Filter the records below for the word "Please". Copy each line that holds it.

=-=-=-=-=

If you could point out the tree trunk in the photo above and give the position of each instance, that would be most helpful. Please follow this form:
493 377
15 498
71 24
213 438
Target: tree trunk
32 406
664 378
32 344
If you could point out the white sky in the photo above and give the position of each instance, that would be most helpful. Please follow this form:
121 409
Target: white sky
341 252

=-=-=-=-=

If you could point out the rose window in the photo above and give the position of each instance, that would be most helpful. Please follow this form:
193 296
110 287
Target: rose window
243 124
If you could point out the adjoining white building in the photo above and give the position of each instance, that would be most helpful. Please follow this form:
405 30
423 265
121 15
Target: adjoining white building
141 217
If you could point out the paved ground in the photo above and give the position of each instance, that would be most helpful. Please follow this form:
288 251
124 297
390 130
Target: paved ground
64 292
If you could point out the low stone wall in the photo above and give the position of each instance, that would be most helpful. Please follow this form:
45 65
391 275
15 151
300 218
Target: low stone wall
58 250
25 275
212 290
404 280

=-=-=-=-=

# EXERCISE ANSWER
If you could point out the tree trunk in the photo above and give the position of each instance, that would be most helpful. Please follow this form:
If you could point out the white sky in the photo above and give the position of each instance, that would be most helpful. Please follow this form:
If you could point out the rose window in the photo above and give the position of each instance, that would be most helpful. Please follow this form:
If you could point out the adjoining white building in the photo above and give the position of each instance, that would be most helpful. Please follow this form:
If you could point out the paved ground in the photo above and give the position of each instance, that would be most helpful. Please follow this form:
If you could point out the low stone wall in the photo above and give the position of each instance, that would be most helpful. Please follow this form:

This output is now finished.